=== Task to complete ===
Transcribe the data below in full, exactly.

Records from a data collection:
---
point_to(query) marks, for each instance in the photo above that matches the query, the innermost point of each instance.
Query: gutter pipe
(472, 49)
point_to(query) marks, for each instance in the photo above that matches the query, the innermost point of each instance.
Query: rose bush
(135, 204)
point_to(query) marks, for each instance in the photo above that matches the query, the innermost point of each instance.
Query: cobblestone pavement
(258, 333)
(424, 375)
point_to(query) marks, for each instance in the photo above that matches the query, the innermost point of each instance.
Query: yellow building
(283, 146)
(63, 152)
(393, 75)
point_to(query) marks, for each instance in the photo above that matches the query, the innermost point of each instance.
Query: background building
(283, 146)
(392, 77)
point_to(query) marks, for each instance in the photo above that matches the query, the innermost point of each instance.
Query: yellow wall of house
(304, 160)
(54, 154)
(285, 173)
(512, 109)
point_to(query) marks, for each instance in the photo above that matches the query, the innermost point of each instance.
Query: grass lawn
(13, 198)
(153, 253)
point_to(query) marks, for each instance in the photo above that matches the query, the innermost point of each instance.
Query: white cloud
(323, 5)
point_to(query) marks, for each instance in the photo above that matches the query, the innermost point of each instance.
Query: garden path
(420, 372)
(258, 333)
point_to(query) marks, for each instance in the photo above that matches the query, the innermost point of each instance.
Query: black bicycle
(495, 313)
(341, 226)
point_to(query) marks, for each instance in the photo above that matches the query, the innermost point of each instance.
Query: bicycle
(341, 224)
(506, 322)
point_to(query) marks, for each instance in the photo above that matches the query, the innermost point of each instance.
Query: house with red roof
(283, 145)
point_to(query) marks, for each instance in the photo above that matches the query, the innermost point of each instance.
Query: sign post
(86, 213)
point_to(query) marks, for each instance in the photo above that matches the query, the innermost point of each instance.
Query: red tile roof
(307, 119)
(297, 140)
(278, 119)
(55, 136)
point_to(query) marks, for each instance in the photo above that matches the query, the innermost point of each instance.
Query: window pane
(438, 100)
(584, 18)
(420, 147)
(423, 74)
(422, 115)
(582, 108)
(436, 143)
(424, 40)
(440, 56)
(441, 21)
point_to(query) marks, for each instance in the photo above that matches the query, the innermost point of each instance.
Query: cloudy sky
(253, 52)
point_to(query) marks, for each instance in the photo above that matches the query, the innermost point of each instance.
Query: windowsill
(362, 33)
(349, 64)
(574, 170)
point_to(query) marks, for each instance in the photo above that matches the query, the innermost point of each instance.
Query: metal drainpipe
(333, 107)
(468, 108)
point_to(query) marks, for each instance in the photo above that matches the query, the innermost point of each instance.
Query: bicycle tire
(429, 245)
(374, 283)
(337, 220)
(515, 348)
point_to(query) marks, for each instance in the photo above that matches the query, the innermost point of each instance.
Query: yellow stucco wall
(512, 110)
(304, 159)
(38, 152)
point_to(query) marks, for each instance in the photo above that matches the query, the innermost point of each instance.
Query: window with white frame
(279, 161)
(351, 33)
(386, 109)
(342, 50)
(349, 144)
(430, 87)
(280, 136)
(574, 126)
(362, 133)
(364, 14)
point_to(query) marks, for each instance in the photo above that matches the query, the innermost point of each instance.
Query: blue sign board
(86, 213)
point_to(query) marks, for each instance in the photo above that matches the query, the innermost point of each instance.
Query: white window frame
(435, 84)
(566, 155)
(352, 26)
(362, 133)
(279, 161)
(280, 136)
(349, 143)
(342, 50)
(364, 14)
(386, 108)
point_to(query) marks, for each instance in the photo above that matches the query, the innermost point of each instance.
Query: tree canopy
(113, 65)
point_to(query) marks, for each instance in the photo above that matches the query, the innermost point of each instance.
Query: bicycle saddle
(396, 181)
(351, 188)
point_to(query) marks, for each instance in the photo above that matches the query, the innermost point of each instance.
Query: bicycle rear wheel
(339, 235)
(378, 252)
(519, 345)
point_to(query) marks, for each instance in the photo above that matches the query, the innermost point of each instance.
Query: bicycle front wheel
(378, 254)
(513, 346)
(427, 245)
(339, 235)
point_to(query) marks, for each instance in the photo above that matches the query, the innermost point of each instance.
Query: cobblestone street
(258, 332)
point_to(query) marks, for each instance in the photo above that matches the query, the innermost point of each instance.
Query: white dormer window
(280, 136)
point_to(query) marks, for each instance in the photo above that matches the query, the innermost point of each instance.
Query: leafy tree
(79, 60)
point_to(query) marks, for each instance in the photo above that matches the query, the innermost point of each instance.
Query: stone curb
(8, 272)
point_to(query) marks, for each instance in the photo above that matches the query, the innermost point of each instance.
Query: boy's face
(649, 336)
---
=== Response to this task ===
point_to(query) marks, for each instance in the photo above that matches the query, the innermost point of each instance.
Query: gutter pipe
(472, 49)
point_to(query) marks, for each instance in the photo above that matches the query, the innermost point of each instance.
Query: rose bush
(135, 204)
point_to(query) marks, for each instance in the photo above that matches the query, the innermost point of each instance.
Query: cobblestone pavement
(258, 333)
(424, 375)
point_to(query) marks, for each instance in the photo above that matches the query, the innermost point of each instance.
Query: yellow building
(283, 146)
(63, 152)
(393, 75)
point_to(query) marks, for each instance in the photo above that matches the query, the innermost point of each instance.
Query: background building
(283, 146)
(392, 77)
point_to(query) marks, for each instance in the photo above that matches the query, the innermost point of each instance.
Query: yellow wall of house
(304, 160)
(54, 154)
(285, 173)
(512, 109)
point_to(query) marks, for each instance in the photo above that matches the query, the innermost point of each instance.
Query: grass lawn
(13, 198)
(153, 253)
point_to(query) marks, for each instance in the photo above that matches the query, the innermost point of each instance.
Query: white cloud
(323, 5)
point_to(query) marks, for each instance in the photo above that matches the query, the innermost point of each instance.
Query: garden path
(420, 372)
(258, 333)
point_to(query) marks, for each instance in the photo above that matches the query, the innermost point of each instance.
Query: black bicycle
(495, 313)
(341, 226)
point_to(query) marks, for each instance in the photo above that matches the query, the innermost point of each instance.
Query: bicycle
(341, 224)
(506, 322)
point_to(query) marks, for each instance in the photo above that matches the query, the innermost point of each instance.
Query: house with red roof
(283, 145)
point_to(query) marks, for each instance in the photo above that matches the query, the innermost point of each instance.
Query: sign post
(86, 213)
point_to(query) marks, for each instance in the photo above that matches the query, the innermost point of each instance.
Query: red tile roof
(307, 119)
(297, 140)
(278, 119)
(55, 136)
point_to(query) marks, for each instance in the photo above that matches the query, the innermost point of each instance.
Query: window pane
(438, 100)
(584, 18)
(420, 147)
(423, 74)
(422, 115)
(582, 108)
(436, 143)
(424, 40)
(440, 56)
(441, 21)
point_to(query) marks, for each instance in the photo above that matches the query, the innermost point of each instance.
Query: cloudy sky
(253, 52)
point_to(query) marks, for each instance in the photo above that matches the query, the innermost point of each instance.
Query: windowsill
(362, 33)
(349, 64)
(574, 170)
point_to(query) marks, for each instance in the photo above that matches the query, the innermost point of each instance.
Query: metal drainpipe
(333, 107)
(468, 108)
point_to(query) marks, for each instance in the photo above that matches the query, the innermost point of each instance.
Query: bicycle tire
(429, 245)
(374, 283)
(337, 220)
(515, 348)
point_to(query) marks, for each instance in the photo above that matches the query, the innermost point of each instance.
Query: yellow stucco wall
(512, 110)
(304, 159)
(38, 152)
point_to(query) marks, for each instance in the photo above that matches the query, the innermost point of each instance.
Query: window with white frame
(279, 161)
(351, 33)
(386, 109)
(342, 50)
(349, 144)
(430, 87)
(280, 136)
(574, 126)
(362, 133)
(364, 14)
point_to(query) marks, for each instance in the photo above that matches the query, the innermost point of each instance.
Query: blue sign board
(86, 213)
point_to(query) marks, for each instance in the photo above that matches the query, the innermost point of each instance.
Query: white window frame
(435, 84)
(566, 155)
(352, 26)
(362, 133)
(279, 161)
(280, 136)
(349, 143)
(342, 50)
(364, 14)
(386, 108)
point_to(query) marks, for each instance in the photo above that matches the query, the innermost point of each instance.
Query: tree canopy
(113, 65)
point_to(query) marks, for each instance in the photo above that matches the query, the innermost point of each instance.
Query: bicycle saddle
(396, 181)
(351, 188)
point_to(query) marks, for each instance in the photo above that matches the query, the innermost point of each instance.
Query: bicycle rear wheel
(339, 235)
(378, 252)
(519, 345)
point_to(query) marks, for each instance in the photo above that matches the query, the innermost point of each instance.
Query: bicycle front wheel
(378, 254)
(513, 346)
(427, 245)
(339, 235)
point_to(query) marks, for each instance in the photo above that matches the query, the innermost point of each instance.
Query: cobblestone street
(258, 332)
point_to(query) marks, for each instance in the photo above that matches the query, the innermost point of each instance.
Query: white dormer window
(280, 136)
point_to(query) marks, for each instance in the photo above that matches the query, the innermost point of each instance.
Query: leafy tree
(79, 60)
point_to(query) marks, for each instance in the photo above that matches the query, the innermost point of each instance.
Query: stone curb
(8, 272)
point_to(query) marks, for each instance in the photo above that matches the query, the innermost point of each instance.
Query: boy's face
(649, 336)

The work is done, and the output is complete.